In the stretch from the line containing "Tag the yellow" through the end of the listing, change "tree trunk" to "tree stump" and reproduce those lines with nothing else altered. Leave the pictures out of your answer.
:: SOURCE RECORDS
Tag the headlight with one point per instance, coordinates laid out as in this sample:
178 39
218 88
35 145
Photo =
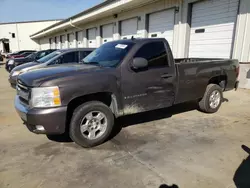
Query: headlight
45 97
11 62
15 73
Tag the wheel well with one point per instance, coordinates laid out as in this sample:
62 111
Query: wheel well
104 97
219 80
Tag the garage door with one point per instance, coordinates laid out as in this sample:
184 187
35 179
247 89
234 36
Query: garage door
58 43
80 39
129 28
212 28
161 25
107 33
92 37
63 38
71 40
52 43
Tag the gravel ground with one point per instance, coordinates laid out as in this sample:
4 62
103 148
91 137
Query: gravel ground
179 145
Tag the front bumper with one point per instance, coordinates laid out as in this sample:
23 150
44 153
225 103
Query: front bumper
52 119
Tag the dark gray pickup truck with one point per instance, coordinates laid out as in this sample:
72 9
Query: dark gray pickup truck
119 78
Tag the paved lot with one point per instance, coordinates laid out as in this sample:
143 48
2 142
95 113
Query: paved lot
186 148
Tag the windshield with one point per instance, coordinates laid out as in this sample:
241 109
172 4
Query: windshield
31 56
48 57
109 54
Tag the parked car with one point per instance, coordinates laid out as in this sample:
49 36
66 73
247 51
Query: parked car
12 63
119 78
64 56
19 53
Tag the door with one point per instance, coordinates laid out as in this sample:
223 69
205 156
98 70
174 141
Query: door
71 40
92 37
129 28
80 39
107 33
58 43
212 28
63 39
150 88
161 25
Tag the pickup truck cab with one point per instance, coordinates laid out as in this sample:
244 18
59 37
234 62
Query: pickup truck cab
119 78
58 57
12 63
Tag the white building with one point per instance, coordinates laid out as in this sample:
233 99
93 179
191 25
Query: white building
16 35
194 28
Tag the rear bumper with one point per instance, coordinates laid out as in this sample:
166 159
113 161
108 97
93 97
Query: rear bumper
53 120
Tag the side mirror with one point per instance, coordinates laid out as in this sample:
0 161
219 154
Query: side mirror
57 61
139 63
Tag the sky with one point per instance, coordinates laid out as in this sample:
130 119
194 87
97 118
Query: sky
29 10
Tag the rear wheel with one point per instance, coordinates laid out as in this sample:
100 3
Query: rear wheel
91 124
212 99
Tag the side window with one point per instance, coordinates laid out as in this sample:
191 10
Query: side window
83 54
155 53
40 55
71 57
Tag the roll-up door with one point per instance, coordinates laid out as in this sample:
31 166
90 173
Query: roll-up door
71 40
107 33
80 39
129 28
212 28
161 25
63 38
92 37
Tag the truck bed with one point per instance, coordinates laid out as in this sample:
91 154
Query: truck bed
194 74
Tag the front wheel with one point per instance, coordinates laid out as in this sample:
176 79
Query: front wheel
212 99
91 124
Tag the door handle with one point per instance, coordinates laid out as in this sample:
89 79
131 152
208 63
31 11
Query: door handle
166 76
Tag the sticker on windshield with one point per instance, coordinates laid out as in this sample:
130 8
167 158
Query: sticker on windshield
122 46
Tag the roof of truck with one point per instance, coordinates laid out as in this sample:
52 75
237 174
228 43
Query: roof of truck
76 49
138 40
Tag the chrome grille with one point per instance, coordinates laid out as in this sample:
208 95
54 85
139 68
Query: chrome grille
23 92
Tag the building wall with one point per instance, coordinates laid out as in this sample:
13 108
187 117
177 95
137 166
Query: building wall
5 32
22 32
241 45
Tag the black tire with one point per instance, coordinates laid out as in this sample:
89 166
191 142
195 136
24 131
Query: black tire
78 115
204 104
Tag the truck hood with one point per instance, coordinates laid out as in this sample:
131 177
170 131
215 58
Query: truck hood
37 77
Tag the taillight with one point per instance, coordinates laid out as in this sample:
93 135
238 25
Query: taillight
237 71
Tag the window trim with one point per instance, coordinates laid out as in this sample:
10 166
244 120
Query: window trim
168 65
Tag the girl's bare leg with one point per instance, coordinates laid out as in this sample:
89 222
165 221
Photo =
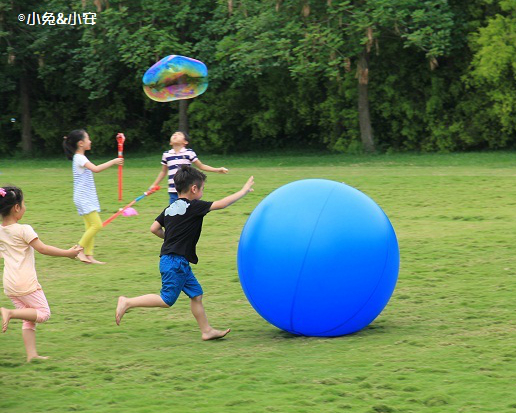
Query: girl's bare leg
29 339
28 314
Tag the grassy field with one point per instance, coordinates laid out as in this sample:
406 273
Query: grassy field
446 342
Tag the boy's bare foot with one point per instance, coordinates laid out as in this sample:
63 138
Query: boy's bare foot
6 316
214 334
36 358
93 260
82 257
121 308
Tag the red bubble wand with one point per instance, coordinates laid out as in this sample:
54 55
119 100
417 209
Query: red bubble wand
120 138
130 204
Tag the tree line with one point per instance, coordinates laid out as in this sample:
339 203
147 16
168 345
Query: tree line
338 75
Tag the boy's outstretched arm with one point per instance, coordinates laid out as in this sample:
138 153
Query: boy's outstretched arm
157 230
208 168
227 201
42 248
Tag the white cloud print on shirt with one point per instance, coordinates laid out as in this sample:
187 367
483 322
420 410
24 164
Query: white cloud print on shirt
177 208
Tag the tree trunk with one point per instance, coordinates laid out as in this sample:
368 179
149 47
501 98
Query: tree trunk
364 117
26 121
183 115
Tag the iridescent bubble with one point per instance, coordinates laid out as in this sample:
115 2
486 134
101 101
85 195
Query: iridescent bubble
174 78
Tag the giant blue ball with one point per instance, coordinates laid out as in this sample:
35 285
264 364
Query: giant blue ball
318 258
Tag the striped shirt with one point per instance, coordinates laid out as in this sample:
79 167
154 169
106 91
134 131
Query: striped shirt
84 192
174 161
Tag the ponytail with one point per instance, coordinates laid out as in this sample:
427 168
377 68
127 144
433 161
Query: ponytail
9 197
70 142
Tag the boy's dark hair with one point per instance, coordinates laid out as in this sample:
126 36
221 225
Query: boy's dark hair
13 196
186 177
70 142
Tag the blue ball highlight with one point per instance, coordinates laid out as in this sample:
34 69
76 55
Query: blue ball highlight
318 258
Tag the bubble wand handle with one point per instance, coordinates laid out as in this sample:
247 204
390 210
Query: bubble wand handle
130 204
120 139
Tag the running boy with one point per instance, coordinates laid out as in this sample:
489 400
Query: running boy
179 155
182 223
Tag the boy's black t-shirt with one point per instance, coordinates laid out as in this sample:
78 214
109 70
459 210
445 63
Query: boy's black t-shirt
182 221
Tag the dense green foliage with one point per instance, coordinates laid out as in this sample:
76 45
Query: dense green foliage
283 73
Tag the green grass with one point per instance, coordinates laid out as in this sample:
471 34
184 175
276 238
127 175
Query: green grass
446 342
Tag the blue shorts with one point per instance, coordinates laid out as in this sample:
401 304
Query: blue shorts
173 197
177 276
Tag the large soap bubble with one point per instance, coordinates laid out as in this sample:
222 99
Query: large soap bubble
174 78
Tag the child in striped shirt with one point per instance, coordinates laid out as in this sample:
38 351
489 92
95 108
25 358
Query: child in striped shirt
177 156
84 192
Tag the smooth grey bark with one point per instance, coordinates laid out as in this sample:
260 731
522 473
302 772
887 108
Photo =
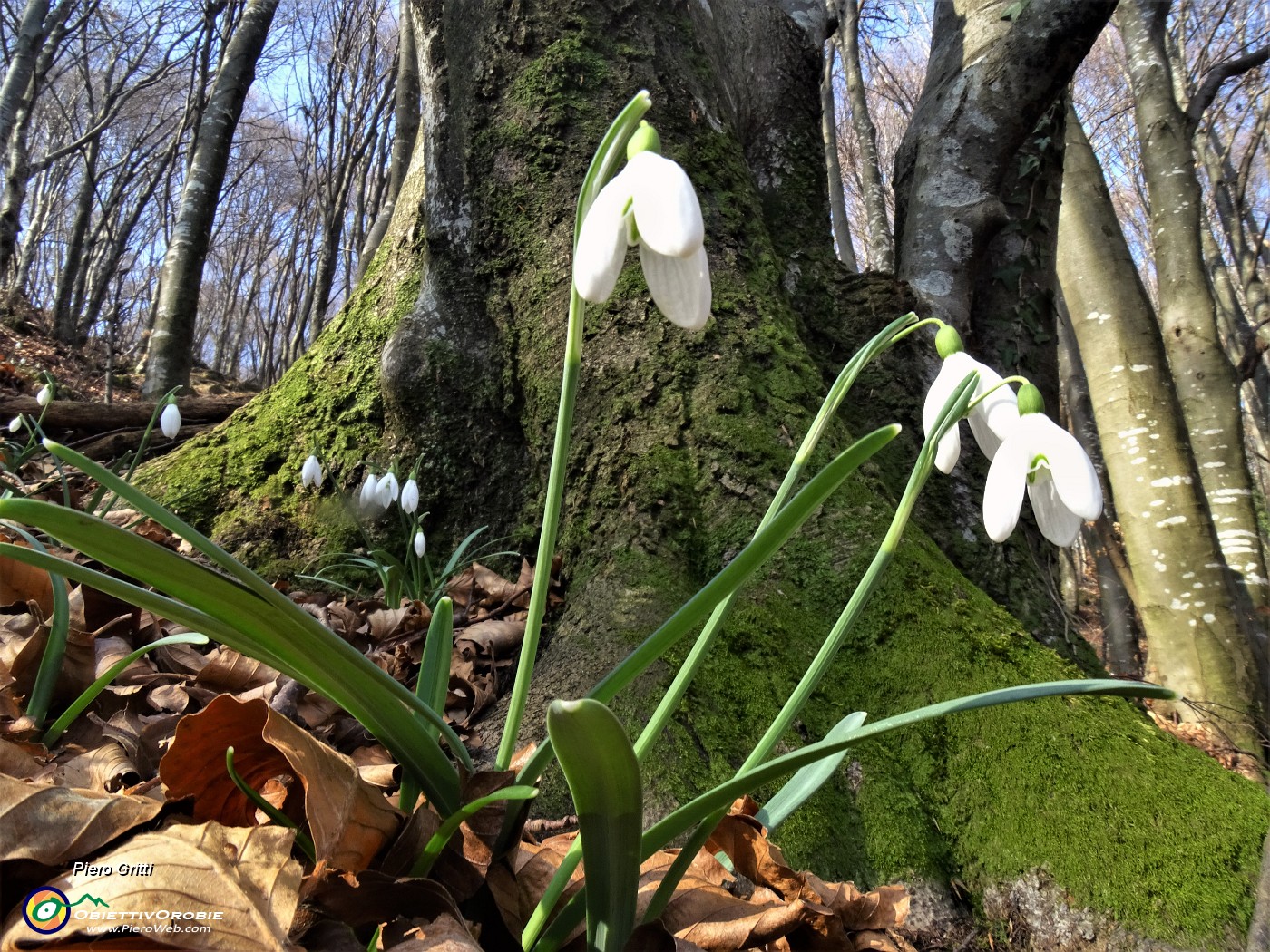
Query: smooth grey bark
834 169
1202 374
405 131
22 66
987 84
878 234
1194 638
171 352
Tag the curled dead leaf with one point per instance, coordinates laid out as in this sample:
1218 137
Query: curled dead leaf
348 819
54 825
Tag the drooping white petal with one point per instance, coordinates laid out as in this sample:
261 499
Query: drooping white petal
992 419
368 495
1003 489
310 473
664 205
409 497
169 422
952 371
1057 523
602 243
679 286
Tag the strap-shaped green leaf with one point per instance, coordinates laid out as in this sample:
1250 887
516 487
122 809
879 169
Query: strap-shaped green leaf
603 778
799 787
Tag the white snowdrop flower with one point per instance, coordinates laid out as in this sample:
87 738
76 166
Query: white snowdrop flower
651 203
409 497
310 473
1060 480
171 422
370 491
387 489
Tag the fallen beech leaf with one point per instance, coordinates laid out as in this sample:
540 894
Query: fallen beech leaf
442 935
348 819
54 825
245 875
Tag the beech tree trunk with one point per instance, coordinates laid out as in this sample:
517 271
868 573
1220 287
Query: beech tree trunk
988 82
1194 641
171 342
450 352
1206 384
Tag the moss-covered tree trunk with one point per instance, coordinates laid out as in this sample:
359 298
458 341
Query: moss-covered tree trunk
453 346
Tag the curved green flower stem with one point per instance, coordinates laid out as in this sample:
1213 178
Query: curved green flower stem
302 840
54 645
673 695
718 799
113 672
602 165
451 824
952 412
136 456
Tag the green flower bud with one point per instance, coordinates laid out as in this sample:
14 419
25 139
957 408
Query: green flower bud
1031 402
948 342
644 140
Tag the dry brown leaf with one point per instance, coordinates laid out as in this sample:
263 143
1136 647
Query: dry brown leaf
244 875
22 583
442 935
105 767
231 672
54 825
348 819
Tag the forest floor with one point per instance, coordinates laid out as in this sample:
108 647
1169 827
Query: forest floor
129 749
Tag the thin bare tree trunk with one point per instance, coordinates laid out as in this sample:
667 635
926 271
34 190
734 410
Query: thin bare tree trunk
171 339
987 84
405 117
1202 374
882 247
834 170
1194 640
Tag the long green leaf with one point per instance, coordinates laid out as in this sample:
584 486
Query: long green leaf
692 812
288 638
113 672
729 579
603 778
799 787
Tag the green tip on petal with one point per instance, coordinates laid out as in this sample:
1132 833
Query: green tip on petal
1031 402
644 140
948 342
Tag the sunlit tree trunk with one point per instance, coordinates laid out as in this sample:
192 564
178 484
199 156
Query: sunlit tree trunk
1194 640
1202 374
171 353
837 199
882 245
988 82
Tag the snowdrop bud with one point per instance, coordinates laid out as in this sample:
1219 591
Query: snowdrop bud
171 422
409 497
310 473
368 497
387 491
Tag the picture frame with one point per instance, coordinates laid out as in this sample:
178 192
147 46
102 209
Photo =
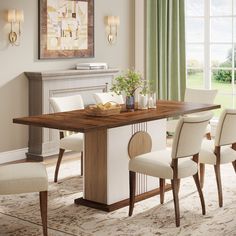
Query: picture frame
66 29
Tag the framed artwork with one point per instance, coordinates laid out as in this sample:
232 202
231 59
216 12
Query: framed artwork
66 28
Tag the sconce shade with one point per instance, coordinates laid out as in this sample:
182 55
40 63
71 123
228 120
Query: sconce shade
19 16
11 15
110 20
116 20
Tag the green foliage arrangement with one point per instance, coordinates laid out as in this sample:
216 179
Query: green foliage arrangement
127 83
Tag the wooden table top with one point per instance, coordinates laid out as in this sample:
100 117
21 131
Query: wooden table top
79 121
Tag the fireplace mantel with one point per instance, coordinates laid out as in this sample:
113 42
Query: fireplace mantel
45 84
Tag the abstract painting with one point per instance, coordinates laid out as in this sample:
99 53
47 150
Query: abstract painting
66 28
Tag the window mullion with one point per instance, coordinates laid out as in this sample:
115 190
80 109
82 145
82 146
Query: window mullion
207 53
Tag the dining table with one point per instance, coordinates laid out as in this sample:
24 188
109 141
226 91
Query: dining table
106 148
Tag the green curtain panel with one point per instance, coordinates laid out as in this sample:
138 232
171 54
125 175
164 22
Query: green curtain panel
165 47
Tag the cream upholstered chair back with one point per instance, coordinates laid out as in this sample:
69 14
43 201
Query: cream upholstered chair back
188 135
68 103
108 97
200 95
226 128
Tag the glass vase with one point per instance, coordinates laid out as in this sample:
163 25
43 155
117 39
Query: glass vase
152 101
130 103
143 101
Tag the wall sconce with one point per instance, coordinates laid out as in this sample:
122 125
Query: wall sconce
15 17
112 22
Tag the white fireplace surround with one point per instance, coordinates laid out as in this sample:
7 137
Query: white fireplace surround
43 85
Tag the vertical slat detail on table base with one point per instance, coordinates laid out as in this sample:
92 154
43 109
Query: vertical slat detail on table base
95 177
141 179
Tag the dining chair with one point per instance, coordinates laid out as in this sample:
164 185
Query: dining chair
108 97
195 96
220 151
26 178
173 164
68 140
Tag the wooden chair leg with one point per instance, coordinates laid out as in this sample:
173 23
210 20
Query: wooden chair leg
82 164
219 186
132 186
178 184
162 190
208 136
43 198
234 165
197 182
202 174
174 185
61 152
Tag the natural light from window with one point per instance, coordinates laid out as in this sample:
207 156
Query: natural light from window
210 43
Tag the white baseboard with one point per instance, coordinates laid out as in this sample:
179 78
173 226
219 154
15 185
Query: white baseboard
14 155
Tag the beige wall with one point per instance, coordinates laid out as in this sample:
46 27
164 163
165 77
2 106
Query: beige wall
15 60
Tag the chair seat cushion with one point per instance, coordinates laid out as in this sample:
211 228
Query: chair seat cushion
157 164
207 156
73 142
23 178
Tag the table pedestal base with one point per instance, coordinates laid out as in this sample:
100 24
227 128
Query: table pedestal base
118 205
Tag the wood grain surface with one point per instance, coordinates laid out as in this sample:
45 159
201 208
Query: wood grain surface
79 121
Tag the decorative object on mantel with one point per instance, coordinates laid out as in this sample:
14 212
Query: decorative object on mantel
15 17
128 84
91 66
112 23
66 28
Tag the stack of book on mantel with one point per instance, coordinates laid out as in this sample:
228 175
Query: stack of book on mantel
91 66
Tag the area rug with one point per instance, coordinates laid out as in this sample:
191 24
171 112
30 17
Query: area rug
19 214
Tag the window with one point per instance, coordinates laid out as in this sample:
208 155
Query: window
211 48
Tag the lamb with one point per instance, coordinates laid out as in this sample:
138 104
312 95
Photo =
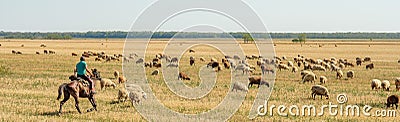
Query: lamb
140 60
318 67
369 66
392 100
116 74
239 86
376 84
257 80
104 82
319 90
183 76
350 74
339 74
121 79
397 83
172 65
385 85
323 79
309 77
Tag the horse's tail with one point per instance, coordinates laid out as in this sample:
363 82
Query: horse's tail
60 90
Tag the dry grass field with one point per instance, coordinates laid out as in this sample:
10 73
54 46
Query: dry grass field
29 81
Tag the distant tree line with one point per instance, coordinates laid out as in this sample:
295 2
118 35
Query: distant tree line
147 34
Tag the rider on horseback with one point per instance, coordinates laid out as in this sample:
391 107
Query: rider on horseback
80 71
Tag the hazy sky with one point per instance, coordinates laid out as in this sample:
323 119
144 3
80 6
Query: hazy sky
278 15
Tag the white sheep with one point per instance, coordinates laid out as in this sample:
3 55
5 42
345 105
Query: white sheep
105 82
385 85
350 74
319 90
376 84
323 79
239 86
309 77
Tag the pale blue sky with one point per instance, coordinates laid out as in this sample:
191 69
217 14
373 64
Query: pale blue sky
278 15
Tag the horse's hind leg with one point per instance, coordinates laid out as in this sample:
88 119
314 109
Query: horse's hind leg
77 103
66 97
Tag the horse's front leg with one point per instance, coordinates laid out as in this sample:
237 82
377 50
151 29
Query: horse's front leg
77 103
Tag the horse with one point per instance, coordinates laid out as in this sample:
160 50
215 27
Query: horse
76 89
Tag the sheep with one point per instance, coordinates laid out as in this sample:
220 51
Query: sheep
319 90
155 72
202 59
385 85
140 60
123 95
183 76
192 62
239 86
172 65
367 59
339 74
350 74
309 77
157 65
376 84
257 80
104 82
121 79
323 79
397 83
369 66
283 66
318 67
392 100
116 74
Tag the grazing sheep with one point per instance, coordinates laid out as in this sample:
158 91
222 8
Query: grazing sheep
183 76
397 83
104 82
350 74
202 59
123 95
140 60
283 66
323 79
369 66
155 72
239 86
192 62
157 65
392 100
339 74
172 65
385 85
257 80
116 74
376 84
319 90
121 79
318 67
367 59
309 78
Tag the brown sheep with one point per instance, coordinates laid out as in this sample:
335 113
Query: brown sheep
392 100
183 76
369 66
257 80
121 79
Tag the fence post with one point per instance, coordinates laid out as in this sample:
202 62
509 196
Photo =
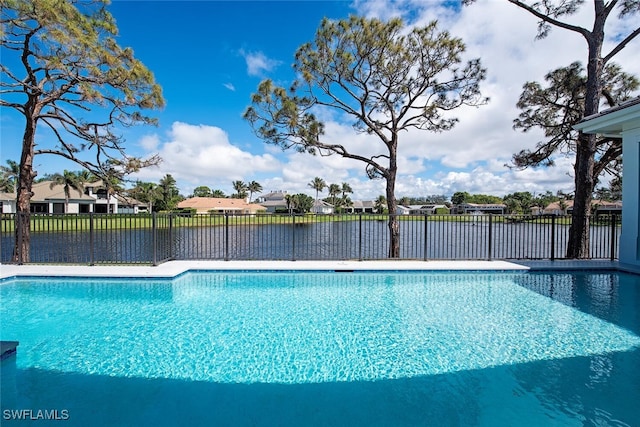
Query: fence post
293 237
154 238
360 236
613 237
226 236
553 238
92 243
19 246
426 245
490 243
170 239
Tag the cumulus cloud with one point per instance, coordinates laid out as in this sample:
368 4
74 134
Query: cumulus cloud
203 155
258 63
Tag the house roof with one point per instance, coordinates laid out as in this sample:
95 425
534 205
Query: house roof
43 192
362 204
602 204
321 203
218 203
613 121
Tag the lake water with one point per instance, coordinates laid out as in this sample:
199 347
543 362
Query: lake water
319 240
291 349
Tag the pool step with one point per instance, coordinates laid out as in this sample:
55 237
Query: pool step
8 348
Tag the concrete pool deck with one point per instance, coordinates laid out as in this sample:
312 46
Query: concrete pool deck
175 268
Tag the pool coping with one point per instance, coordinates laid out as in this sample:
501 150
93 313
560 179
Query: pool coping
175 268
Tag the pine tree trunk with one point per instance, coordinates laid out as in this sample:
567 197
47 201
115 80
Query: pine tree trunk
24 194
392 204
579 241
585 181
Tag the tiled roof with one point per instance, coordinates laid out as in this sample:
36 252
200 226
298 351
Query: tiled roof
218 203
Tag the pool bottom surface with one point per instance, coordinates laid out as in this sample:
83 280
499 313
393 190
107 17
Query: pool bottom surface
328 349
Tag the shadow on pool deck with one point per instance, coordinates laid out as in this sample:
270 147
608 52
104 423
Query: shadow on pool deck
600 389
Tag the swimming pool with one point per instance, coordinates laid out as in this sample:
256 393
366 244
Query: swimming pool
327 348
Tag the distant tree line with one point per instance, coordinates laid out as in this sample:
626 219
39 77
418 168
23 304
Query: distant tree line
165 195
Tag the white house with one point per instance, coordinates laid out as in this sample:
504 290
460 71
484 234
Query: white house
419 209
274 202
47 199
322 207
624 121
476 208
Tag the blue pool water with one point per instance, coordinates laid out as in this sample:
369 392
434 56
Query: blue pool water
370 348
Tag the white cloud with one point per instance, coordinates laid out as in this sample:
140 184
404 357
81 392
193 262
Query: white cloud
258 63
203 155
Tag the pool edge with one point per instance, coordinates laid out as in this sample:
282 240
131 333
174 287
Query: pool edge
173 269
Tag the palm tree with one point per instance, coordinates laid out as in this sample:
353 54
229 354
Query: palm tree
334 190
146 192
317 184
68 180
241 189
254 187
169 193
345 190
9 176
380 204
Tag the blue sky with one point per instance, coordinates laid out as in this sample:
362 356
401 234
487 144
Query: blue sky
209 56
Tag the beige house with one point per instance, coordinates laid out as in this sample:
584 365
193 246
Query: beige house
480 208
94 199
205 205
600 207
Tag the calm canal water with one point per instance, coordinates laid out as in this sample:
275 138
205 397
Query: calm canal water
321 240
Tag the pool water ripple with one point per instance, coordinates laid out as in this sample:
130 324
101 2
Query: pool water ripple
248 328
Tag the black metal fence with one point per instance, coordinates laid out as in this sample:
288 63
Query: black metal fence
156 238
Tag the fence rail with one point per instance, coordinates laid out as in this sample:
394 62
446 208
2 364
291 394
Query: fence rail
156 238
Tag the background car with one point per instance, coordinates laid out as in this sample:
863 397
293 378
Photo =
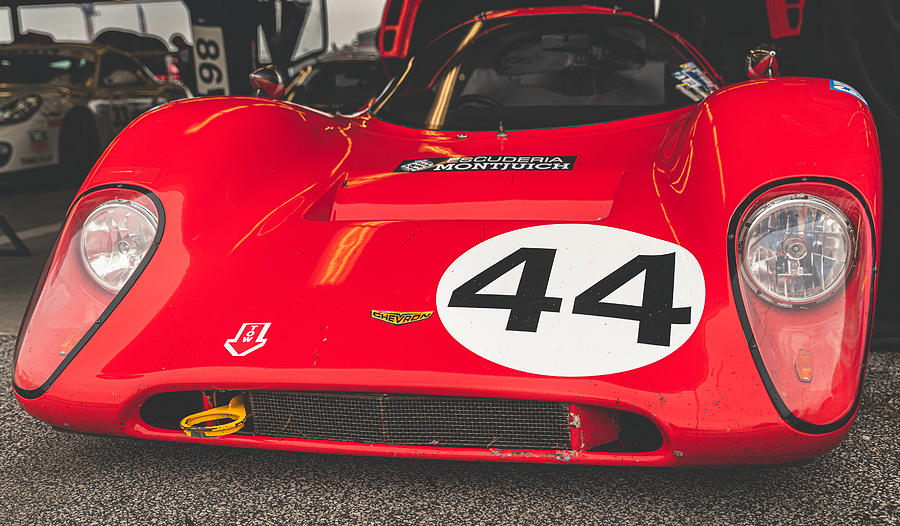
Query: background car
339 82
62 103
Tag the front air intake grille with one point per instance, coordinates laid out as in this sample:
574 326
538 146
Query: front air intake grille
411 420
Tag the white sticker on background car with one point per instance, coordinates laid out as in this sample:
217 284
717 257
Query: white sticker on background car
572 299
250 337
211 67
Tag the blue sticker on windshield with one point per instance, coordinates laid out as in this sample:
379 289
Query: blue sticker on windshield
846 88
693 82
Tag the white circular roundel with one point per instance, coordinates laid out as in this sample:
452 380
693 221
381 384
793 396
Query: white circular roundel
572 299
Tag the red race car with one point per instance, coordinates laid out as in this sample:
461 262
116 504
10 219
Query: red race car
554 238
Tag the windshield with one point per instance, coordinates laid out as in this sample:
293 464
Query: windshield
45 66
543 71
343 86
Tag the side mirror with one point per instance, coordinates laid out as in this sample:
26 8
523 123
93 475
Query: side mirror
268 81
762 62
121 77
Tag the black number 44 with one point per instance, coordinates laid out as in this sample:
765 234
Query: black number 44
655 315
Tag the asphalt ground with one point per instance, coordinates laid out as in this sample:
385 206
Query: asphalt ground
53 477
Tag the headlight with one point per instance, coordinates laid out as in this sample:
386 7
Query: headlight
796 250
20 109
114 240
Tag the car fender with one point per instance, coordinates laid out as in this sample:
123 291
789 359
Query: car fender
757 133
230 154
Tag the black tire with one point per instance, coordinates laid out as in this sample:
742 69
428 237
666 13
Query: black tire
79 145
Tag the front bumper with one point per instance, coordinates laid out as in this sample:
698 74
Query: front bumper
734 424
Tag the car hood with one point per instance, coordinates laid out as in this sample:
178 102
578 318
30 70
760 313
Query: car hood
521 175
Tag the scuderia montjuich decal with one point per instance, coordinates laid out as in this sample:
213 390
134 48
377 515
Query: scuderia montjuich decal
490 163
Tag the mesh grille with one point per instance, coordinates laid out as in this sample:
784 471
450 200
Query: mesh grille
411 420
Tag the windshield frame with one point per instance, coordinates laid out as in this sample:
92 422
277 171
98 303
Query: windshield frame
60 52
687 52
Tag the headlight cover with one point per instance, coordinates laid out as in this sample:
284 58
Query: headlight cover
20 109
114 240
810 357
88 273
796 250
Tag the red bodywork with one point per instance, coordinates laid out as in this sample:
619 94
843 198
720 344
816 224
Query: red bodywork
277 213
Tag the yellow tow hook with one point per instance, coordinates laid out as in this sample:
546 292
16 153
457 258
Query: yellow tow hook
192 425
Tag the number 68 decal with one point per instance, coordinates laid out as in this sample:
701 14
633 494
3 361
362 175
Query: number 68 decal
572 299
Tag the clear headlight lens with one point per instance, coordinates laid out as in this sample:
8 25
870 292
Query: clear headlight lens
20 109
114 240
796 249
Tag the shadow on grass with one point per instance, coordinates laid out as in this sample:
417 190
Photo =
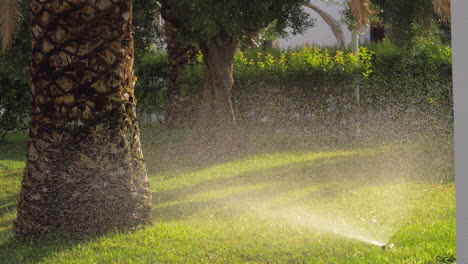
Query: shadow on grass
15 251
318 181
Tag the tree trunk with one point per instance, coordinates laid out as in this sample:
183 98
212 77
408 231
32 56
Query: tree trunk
::::
## RESULT OF THE EXERCISE
Tag the yellow tow hook with one point per instance, coordinates laid out as in this sample:
546 292
16 153
457 258
Query: yellow tow hook
192 425
Tag the number 68 decal with one point per instance, coordinates laid out as in this sample:
701 14
633 494
3 361
362 175
Query: number 68 decal
572 299
Tag the clear headlight lens with one point per instance, coordinates laid out as in this sample:
8 25
870 292
Query: clear headlight lens
20 109
114 240
796 249
Tag the shadow on grass with one point per instance, coordinates laid out as in this sample:
417 190
Photo =
Query: shadow on grass
15 251
318 181
Tag the tree stump with one point per instance, coordinates laid out as in this sample:
183 98
212 77
408 231
32 56
Query: tree stump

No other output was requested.